--- DOCUMENT EXCERPT ---

I've tried several different amps over several years, trying to get some good sounds out of my long gone Gibson electric, and now my Godin A8. I have finally concluded that the speakers in just about all guitar amps are optimized for the midrange of an electric guitar. You can do OK if you have some extra EQ and maybe add some combination of compressor and delay to sharpen up and lengthen the tone, but that solution tends to make the sound a bit too clunky for what i seek.
Right now I'm doing OK, using an LR Baggs para-DI which really lets me optimize the balance of frequencies on an individual instrument. The EQd tone then gets fed straight into a board for a very clean sound. Unfortunately, I still like to add effects, and this solution is definitely not optimal for doing that. #Too much junk onstage.
My latest experiment is using Native Instrument's Guitar Rig software on a mac, which then #gets fed directly into the board. The possibilities for tone are almost infinite with this software, and I have 8 or 10 very cool mandolin presets, including one that actually feeds in an octave splitter on half #the delay. The downside is that you have to have macbook set up on stage which is not easy to do in a crowded room, and hard to concentrate on while you are playing, even with the stomp box to trigger presets that comes with GR.

--- STORED RECORDS ---

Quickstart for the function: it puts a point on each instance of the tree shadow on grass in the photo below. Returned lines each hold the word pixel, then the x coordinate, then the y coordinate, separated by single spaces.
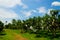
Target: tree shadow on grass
pixel 50 36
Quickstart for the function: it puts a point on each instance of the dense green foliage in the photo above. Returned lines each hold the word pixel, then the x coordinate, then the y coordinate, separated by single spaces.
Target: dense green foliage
pixel 38 25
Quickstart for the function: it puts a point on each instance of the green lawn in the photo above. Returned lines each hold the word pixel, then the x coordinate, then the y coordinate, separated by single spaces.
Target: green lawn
pixel 10 35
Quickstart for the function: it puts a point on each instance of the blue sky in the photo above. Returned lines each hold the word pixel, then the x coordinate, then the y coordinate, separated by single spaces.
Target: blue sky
pixel 24 9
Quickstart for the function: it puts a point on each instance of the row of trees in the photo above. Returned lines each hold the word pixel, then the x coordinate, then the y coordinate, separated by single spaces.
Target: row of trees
pixel 49 23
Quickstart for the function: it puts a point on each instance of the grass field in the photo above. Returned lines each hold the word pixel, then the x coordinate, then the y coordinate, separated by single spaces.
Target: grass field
pixel 16 35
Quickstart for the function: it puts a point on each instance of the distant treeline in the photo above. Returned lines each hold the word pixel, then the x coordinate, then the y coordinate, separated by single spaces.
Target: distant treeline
pixel 48 23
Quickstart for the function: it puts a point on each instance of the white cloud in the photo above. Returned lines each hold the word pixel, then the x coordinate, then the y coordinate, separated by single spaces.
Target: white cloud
pixel 7 14
pixel 12 3
pixel 41 10
pixel 56 3
pixel 27 13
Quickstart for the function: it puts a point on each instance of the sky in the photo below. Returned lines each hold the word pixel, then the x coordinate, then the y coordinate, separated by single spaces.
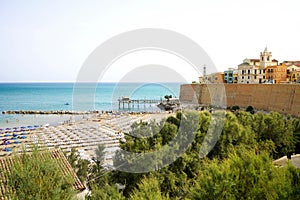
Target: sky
pixel 49 41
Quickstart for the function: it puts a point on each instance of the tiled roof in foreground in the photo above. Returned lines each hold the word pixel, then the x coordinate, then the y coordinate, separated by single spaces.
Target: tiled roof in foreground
pixel 6 164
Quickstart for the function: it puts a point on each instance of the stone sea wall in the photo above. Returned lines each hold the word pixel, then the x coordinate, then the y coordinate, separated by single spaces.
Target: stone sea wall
pixel 283 98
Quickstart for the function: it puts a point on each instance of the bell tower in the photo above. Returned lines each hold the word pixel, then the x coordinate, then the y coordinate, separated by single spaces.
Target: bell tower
pixel 265 58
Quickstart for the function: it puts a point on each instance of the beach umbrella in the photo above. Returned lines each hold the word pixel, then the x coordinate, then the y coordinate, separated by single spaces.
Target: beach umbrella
pixel 7 149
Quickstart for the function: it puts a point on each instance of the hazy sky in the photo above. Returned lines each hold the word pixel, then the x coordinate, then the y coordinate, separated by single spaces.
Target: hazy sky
pixel 50 40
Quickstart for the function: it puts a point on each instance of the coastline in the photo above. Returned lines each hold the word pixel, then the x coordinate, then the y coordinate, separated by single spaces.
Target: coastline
pixel 84 134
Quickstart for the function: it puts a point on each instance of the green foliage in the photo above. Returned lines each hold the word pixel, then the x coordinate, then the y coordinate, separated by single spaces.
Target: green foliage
pixel 243 175
pixel 235 108
pixel 106 192
pixel 149 188
pixel 39 177
pixel 250 109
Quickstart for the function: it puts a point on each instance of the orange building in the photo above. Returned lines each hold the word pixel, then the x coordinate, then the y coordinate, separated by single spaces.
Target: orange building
pixel 276 74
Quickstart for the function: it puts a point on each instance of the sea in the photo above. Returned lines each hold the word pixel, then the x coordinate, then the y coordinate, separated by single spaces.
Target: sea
pixel 75 97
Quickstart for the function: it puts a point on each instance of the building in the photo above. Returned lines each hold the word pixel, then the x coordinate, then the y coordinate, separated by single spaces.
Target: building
pixel 217 77
pixel 289 63
pixel 292 72
pixel 276 74
pixel 230 76
pixel 253 71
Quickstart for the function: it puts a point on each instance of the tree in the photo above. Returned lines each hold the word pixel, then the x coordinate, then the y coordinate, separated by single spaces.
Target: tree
pixel 148 188
pixel 243 175
pixel 38 176
pixel 250 109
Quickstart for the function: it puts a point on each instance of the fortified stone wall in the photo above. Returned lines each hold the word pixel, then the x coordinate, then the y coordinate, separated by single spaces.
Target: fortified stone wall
pixel 283 98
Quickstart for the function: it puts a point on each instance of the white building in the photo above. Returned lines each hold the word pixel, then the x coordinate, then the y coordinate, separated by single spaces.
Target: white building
pixel 252 71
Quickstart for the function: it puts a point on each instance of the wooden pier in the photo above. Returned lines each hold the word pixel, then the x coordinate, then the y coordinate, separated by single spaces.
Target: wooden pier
pixel 137 102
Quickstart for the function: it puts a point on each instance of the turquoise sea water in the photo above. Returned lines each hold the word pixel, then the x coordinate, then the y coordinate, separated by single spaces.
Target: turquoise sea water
pixel 59 96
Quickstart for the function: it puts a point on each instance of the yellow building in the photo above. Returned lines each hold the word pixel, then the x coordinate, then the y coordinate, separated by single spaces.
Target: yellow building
pixel 276 74
pixel 295 76
pixel 217 77
pixel 292 72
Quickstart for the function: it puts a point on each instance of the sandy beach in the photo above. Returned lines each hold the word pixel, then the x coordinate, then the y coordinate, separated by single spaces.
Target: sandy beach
pixel 84 135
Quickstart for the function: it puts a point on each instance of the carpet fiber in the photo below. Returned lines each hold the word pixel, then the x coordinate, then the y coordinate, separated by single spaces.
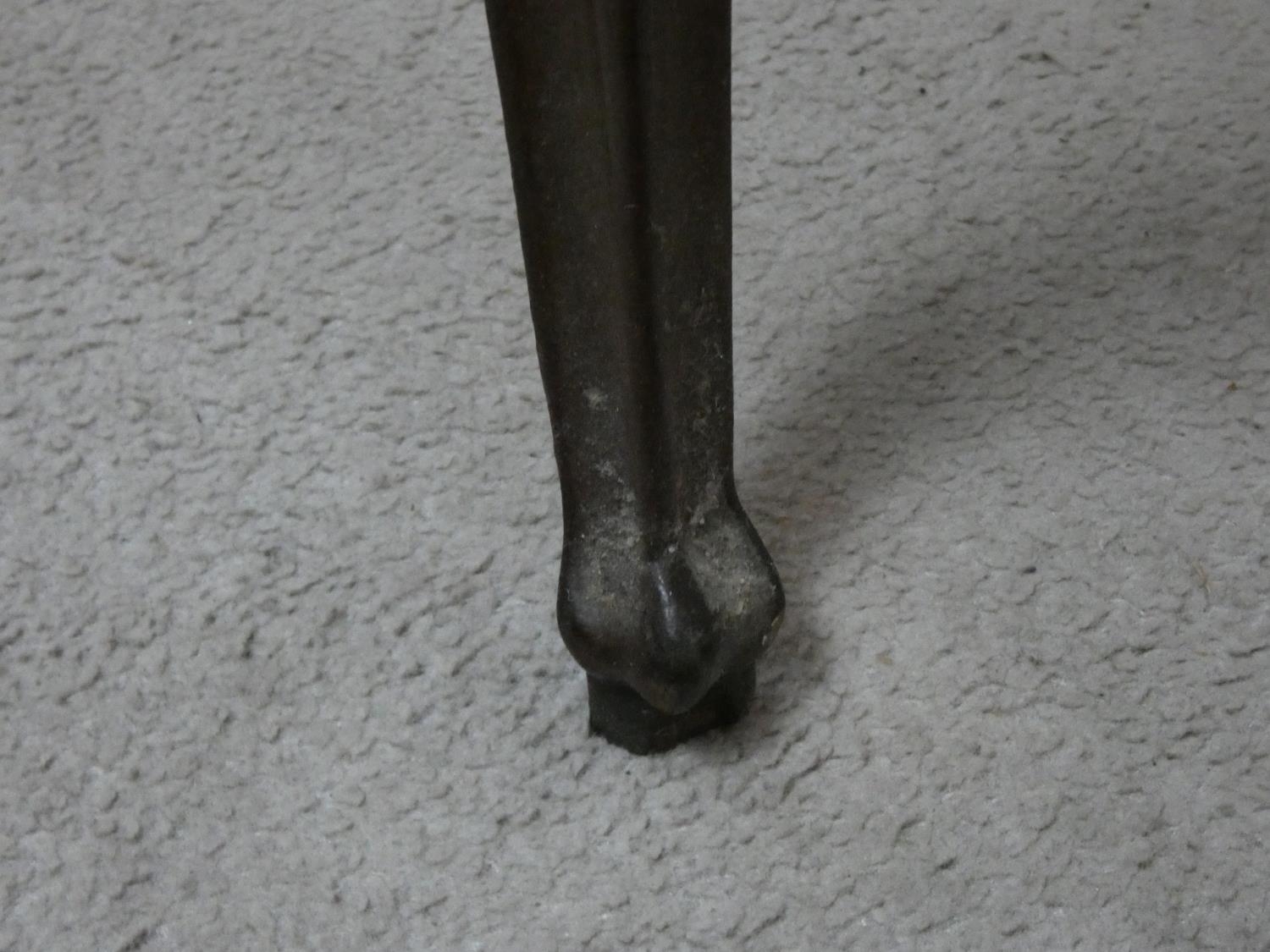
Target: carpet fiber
pixel 279 525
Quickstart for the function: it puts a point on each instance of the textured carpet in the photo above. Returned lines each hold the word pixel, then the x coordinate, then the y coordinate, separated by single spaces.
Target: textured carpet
pixel 279 526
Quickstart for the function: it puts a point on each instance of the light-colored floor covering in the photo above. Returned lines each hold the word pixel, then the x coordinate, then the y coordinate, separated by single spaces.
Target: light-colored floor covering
pixel 279 525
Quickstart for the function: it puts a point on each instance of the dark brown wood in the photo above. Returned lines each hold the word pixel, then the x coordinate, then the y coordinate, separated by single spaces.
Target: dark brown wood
pixel 619 129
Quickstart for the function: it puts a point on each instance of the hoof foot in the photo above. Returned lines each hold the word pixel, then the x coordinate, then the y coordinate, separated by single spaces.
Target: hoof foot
pixel 622 718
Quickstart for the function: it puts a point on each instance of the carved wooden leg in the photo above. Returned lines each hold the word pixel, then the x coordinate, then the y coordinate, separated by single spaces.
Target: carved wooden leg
pixel 619 131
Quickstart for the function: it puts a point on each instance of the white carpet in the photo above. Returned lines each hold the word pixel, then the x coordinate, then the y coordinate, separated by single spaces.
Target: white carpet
pixel 279 526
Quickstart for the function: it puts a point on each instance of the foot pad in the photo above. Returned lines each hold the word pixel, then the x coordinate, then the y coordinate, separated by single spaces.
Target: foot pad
pixel 622 718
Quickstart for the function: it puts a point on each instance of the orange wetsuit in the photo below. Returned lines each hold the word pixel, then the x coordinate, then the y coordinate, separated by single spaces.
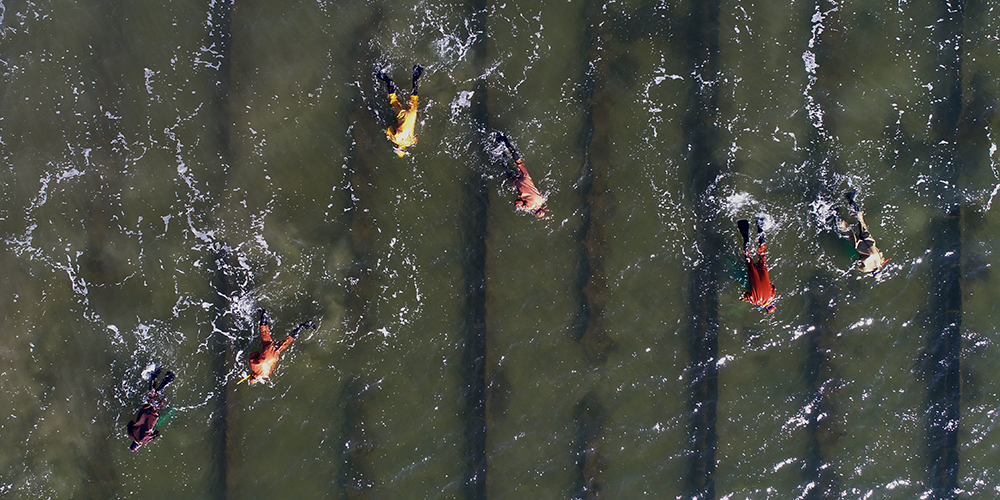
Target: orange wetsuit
pixel 531 200
pixel 406 118
pixel 761 291
pixel 262 363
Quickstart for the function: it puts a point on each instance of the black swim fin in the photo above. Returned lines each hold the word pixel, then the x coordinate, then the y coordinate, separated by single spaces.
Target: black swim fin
pixel 417 71
pixel 744 226
pixel 850 200
pixel 760 231
pixel 167 379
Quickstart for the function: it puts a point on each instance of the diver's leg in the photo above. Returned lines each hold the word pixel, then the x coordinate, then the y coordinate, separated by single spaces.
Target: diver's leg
pixel 167 379
pixel 760 234
pixel 417 71
pixel 389 85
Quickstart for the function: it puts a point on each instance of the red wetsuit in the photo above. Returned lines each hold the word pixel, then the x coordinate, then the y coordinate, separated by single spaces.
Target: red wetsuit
pixel 262 363
pixel 531 199
pixel 761 291
pixel 142 429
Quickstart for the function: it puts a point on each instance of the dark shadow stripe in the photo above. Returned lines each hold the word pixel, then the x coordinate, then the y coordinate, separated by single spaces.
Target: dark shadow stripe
pixel 228 290
pixel 367 142
pixel 588 418
pixel 944 344
pixel 821 480
pixel 598 200
pixel 475 222
pixel 223 280
pixel 822 382
pixel 703 342
pixel 597 208
pixel 944 337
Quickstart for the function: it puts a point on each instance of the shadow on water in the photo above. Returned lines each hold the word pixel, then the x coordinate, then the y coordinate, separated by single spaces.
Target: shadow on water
pixel 225 280
pixel 103 266
pixel 598 200
pixel 944 345
pixel 477 203
pixel 942 366
pixel 702 135
pixel 229 282
pixel 823 382
pixel 589 416
pixel 821 377
pixel 356 442
pixel 478 405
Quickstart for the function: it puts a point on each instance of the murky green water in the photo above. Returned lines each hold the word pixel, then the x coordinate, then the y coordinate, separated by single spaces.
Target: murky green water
pixel 169 168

---

WRITTEN INSTRUCTION 1: Translate this sentence from the post about amplifying a mandolin into French: "Right now I'm doing OK, using an LR Baggs para-DI which really lets me optimize the balance of frequencies on an individual instrument."
WRITTEN INSTRUCTION 2: In the post about amplifying a mandolin, what software is the writer's latest experiment?
WRITTEN INSTRUCTION 3: Resume the post about amplifying a mandolin after its last sentence.

EXERCISE RESULT 1: Pour l'instant, je m'en sors bien avec un LR Baggs para-DI, qui me permet vraiment d'optimiser l'équilibre des fréquences sur chaque instrument.

EXERCISE RESULT 2: Native Instrument's Guitar Rig software, run on a Mac.

EXERCISE RESULT 3:
I recently heard Chris Thile in concert, and was wondering how he achieves his gorgeous amplified tone. Sure he has a great mandolin to start with, but I don't think that means as much as some other people think it means, given the volume his band plays at. His tone is #nothing like a Grisman or a bluegrass tone, which is clean clean clean, and amplified through a PA with great headroom, and always a bit muddy when amplified into an imperfect hall. Thile sounds as if he has something electronic going on to get #the sound he does at high volume. Otherwise, whatever great tone he has acoustically, is always going to get seriously mangled in the amp stage, UNLESS he adds something to essentially emulate the original tone. I can hear the effect of parametric EQ, but it's almost as if there's something boosting the transients as well. Maybe it's the same studio effect i use to boost the drum transients in a mix.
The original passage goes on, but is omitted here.